* Problem details: In the records, change "black bikini top" to "dark swimsuit top" in the lines from the one with "An instance of the black bikini" through the one with "Target: black bikini top". Give back only those lines, with nothing else altered.

* Data shown:
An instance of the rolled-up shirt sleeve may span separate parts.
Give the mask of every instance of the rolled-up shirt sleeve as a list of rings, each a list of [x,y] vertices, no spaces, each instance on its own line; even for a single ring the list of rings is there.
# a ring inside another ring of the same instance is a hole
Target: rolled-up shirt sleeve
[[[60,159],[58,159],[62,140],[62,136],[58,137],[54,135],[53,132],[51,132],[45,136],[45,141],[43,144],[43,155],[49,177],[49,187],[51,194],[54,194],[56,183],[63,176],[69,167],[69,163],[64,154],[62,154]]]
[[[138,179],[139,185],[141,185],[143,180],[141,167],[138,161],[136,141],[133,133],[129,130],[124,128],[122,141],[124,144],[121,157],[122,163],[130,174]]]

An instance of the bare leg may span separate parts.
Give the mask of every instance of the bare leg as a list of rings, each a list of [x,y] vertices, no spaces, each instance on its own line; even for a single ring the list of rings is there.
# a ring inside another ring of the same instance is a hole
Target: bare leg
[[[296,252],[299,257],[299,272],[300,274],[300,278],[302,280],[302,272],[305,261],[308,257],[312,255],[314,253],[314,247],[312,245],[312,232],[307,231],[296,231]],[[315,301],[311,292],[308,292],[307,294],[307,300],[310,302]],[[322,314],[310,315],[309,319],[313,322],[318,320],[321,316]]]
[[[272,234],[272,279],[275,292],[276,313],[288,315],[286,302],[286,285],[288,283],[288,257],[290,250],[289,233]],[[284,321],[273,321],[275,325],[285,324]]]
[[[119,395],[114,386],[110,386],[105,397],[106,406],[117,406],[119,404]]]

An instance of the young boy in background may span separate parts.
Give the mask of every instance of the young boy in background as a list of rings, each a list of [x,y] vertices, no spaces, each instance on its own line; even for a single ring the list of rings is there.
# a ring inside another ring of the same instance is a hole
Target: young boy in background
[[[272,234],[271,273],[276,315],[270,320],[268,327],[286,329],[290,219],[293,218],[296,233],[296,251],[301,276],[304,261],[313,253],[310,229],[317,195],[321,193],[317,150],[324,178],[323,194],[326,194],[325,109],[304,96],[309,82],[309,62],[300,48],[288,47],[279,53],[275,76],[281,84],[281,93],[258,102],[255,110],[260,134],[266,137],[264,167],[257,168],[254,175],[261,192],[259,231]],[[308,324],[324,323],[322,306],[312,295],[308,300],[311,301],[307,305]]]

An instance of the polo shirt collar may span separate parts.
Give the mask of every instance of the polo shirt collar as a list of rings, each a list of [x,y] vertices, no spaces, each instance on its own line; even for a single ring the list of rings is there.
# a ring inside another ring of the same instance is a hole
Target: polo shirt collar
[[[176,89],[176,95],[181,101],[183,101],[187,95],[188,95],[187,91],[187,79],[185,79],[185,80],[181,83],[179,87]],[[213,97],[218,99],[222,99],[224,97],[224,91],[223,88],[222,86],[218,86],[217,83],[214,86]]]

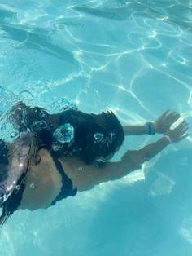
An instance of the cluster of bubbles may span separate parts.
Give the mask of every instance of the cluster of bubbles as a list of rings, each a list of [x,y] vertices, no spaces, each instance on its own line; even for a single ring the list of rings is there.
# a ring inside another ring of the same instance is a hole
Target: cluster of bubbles
[[[53,137],[61,143],[70,143],[74,138],[74,128],[70,123],[59,126],[55,130]]]
[[[114,132],[110,132],[108,136],[106,136],[99,132],[94,135],[94,143],[103,143],[110,146],[112,144],[116,138],[116,134]]]

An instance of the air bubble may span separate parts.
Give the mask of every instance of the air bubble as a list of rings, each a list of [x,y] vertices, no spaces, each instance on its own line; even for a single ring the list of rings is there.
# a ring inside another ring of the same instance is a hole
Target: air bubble
[[[30,188],[35,188],[35,183],[31,183],[31,184],[29,185],[29,187],[30,187]]]
[[[69,143],[74,138],[74,128],[69,123],[59,126],[53,135],[55,140],[63,143]]]
[[[94,143],[100,143],[103,139],[103,135],[97,132],[94,135]]]

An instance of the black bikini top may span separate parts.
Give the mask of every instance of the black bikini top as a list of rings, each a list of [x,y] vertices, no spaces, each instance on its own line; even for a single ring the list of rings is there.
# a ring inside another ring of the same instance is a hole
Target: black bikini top
[[[53,161],[56,166],[56,168],[62,177],[62,188],[59,194],[56,198],[52,201],[50,206],[55,205],[57,201],[61,201],[63,198],[66,198],[69,196],[75,196],[77,193],[77,188],[72,188],[72,180],[66,175],[64,170],[62,167],[60,161],[59,161],[59,154],[55,152],[50,152]]]

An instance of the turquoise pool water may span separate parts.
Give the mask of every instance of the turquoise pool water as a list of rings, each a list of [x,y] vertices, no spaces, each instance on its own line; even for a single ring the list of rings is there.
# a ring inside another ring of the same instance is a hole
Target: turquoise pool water
[[[1,113],[20,99],[51,112],[69,101],[131,124],[171,108],[191,125],[191,1],[0,1]],[[155,138],[130,137],[114,161]],[[191,141],[49,210],[16,212],[0,254],[190,256]]]

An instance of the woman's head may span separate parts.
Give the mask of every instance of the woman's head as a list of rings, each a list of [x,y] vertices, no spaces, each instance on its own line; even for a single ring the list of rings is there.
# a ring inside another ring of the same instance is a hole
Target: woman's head
[[[123,128],[112,112],[96,115],[69,109],[59,114],[59,120],[73,130],[70,142],[61,144],[53,139],[62,155],[77,156],[90,164],[111,158],[123,143]]]

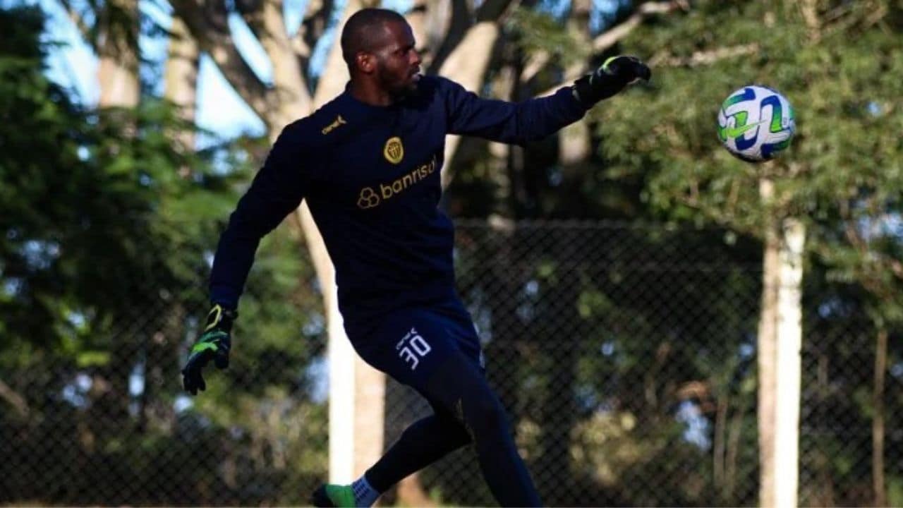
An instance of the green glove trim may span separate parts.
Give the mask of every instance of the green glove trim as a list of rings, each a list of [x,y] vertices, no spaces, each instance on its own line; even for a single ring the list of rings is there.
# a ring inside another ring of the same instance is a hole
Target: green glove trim
[[[194,344],[194,347],[191,348],[191,354],[194,354],[196,353],[203,353],[208,350],[211,350],[214,353],[216,353],[218,349],[219,349],[219,346],[214,343],[207,343],[207,342],[198,343]]]

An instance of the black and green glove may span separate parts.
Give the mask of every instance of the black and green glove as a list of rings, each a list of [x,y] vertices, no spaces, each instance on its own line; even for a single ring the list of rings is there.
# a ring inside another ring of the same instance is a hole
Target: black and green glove
[[[649,68],[633,56],[613,56],[594,72],[573,82],[573,96],[589,109],[594,104],[624,89],[630,83],[652,77]]]
[[[218,369],[228,367],[228,350],[232,346],[232,322],[238,316],[235,310],[216,304],[207,315],[207,325],[200,338],[191,347],[185,368],[182,370],[182,383],[185,390],[197,395],[207,389],[203,370],[213,360]]]

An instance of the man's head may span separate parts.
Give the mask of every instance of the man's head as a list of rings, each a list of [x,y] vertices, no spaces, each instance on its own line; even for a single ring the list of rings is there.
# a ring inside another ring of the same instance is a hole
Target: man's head
[[[405,18],[388,9],[362,9],[351,14],[341,33],[341,51],[351,80],[392,96],[416,89],[420,55]]]

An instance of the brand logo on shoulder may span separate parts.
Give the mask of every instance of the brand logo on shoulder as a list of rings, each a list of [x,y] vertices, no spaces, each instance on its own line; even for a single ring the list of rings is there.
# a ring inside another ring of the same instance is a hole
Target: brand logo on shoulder
[[[392,164],[398,164],[405,157],[405,146],[397,136],[388,138],[383,146],[383,156]]]
[[[343,126],[347,123],[348,122],[345,121],[345,118],[341,118],[341,115],[339,115],[338,117],[336,117],[336,119],[332,120],[331,124],[324,127],[323,129],[321,130],[320,132],[323,133],[323,136],[326,136],[327,134],[335,130],[339,126]]]

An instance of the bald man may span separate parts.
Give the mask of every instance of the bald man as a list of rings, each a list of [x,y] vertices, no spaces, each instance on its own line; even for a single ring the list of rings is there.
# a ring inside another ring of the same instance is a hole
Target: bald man
[[[502,506],[538,506],[498,398],[487,383],[479,338],[455,290],[453,227],[439,209],[446,134],[502,143],[541,139],[649,69],[614,57],[542,99],[480,99],[438,76],[423,76],[405,18],[355,13],[341,33],[350,80],[312,115],[286,127],[238,202],[210,274],[212,308],[182,370],[185,389],[201,372],[228,365],[230,330],[260,239],[302,199],[336,269],[339,306],[358,353],[412,387],[433,414],[405,430],[360,478],[316,490],[317,506],[370,506],[405,476],[472,444]]]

* Worked solution:
An instance of the dark swimsuit top may span separate parts.
Give the mask of every instance of the dark swimsuit top as a list of rings, each a list of [x,y] vertices, no spaces, each instance on its own line; even for a single ring the list of rings is there.
# a ring inside another ring of the same instance is a hole
Target: dark swimsuit top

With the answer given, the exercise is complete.